SELECTED EXCERPT:
BEGIN

By Brian (Ruibo) Wu
The discovery of the neutron and its properties was central to the extraordinary developments in atomic physics in the first half of the 20th century. Early in the century, Ernest Rutherford developed a crude model of the atom, based on the gold foil experiment of Hans Geiger and Ernest Marsden. In this model, atoms had their mass and positive electric charge concentrated in a very small nucleus. Throughout the 1920s, the nucleus was viewed as composed of combinations of protons and electrons, the two elementary particles known at the time, but that model presented several experimental and theoretical contradictions.
The essential nature of the atomic nucleus was established with the discovery of the neutron by James Chadwick in 1932 and the determination that it was a new elementary particle, distinct from the proton. In the experiment, Chadwick placed a polonium source, which is highly reactive, in front of a membrane of beryllium. Beryllium is now considered as a neutron multiplier in which it emits two neutrons after receiving one. After that, he let the emitted neutron pass through a sheet of paraffin wax, which converts the neutron to a proton, so that it can be caught by a Geiger counter, which is the instrument used to detect and measure ionizing radiation. Based on the studies in the past, the emitted particle should simply be a photon, a small, chargeless particle. However, Chadwick measured that the particle has approximately 50 MeV of energy, which seemed impossible for its size. In his second paper, by using Einstein’s classic function, E = mc2, he figured that if the particle has the mass of a proton with an electron, it would match existing models. Although Chadwick’s assumption is still a little different from the modern description of a neutron, his discovery was thought to be the backbone of atomic science and nuclear engineering.
The uncharged neutron was immediately exploited as a new means to probe nuclear structure, leading to such discoveries as the creation of new radioactive elements by neutron irradiation (1934) and the fission of uranium atoms by neutrons (1938). The discovery of fission led to the creation of both nuclear power and weapons by the end of World War II. Both the proton and the neutron were presumed to be elementary particles until the 1960s when they were determined to be composite particles built from quarks. Understanding the components of the world will lead to groundbreaking studies that can change our lives.

END

SOURCE DATA:
BEGIN

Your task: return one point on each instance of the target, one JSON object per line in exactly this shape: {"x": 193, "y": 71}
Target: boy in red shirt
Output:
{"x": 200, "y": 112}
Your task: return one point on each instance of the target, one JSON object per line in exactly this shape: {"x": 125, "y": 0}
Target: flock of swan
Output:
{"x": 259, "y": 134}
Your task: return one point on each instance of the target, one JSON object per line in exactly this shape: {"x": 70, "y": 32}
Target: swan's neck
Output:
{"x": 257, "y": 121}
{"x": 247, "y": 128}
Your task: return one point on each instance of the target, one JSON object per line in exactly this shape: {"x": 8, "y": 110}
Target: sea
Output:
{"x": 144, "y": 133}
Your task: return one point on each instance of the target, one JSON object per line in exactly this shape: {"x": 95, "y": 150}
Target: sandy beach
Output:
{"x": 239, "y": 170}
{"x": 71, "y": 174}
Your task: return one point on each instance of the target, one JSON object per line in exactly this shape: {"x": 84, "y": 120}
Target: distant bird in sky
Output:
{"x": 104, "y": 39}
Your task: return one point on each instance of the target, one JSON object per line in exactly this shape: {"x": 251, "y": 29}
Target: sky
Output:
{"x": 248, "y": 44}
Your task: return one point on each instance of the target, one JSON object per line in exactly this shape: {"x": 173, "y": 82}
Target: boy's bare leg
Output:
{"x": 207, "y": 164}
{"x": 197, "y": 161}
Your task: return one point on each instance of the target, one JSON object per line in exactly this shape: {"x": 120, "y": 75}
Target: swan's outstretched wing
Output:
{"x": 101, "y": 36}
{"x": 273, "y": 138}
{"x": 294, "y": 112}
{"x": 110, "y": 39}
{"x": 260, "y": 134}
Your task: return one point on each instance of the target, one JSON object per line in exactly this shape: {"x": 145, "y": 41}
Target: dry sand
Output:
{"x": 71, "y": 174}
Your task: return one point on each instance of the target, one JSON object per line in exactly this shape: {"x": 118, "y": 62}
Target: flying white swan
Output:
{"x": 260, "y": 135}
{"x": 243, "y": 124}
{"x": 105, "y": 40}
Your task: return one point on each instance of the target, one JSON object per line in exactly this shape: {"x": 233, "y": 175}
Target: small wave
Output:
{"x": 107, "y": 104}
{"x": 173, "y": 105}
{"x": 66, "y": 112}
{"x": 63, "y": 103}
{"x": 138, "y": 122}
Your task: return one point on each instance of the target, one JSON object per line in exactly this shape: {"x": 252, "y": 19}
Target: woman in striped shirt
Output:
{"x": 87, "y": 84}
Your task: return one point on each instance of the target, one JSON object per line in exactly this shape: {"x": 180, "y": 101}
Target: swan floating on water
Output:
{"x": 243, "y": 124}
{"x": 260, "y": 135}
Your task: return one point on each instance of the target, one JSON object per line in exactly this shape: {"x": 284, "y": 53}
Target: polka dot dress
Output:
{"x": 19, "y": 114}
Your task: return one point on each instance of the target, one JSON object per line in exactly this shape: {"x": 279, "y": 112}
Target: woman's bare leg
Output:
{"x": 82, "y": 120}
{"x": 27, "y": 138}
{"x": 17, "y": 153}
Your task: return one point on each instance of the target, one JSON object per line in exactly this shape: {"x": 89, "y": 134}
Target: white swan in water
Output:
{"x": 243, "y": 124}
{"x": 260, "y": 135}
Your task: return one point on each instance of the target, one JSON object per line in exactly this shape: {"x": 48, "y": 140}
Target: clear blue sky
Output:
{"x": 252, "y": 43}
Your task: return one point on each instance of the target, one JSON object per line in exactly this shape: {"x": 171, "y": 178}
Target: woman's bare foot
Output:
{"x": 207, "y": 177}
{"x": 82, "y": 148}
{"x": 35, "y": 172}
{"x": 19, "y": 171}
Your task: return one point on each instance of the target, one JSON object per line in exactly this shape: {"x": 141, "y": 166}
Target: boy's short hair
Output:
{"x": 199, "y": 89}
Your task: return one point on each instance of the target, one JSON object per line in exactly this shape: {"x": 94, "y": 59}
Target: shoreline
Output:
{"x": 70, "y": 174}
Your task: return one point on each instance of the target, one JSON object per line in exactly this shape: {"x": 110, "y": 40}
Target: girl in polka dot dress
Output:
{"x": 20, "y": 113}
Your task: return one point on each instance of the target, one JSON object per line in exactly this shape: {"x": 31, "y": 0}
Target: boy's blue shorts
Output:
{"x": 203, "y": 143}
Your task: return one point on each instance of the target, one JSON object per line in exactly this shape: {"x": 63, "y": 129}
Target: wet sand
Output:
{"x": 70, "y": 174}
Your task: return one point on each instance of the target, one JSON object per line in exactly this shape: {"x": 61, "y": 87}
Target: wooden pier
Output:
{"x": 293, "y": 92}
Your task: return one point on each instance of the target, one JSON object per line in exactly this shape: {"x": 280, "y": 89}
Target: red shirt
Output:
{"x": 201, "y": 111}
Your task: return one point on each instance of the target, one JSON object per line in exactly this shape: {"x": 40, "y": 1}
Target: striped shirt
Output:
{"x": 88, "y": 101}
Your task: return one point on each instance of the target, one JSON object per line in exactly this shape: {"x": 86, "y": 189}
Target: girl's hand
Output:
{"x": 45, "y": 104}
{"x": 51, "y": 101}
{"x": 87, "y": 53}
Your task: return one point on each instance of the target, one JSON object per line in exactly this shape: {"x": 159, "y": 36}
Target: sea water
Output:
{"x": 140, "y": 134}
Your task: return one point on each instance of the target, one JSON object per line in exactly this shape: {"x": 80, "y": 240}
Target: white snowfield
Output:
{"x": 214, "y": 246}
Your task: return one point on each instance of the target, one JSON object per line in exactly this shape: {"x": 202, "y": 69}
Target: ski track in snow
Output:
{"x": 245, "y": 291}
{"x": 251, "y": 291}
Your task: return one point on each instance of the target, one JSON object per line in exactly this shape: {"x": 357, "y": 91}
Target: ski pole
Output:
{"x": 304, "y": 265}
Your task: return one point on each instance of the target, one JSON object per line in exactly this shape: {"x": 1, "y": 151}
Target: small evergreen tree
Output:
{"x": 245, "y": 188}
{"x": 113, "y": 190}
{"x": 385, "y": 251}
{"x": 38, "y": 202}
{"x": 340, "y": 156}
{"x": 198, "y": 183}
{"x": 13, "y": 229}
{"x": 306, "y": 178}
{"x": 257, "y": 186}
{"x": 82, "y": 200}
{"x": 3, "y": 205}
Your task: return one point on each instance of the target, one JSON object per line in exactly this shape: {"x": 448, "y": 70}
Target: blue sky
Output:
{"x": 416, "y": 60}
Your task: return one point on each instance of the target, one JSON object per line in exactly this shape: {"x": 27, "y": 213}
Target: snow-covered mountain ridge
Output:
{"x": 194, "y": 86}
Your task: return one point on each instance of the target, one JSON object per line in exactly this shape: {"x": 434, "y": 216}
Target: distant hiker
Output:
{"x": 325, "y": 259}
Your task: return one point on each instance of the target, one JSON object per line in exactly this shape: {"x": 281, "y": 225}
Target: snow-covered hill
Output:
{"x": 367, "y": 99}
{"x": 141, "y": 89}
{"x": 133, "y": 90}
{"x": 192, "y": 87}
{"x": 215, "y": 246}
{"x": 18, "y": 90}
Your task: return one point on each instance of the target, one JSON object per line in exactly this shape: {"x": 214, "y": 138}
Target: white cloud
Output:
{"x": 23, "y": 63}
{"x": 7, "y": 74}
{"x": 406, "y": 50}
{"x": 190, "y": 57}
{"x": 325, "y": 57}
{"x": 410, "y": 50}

END

WORK TASK 1:
Answer these questions from the text on the neutron's discovery above, one line each:
(a) On whose gold foil experiment was Rutherford's model of the atom based?
(b) What did Chadwick place in front of the membrane of beryllium?
(c) In what year was the fission of uranium atoms by neutrons discovered?
WORK TASK 2:
Repeat word for word the passage of the text on the neutron's discovery between "The uncharged neutron" and "change our lives.", inclusive.

EXERCISE OUTPUT 1:
(a) Hans Geiger and Ernest Marsden
(b) A polonium source
(c) 1938

EXERCISE OUTPUT 2:
The uncharged neutron was immediately exploited as a new means to probe nuclear structure, leading to such discoveries as the creation of new radioactive elements by neutron irradiation (1934) and the fission of uranium atoms by neutrons (1938). The discovery of fission led to the creation of both nuclear power and weapons by the end of World War II. Both the proton and the neutron were presumed to be elementary particles until the 1960s when they were determined to be composite particles built from quarks. Understanding the components of the world will lead to groundbreaking studies that can change our lives.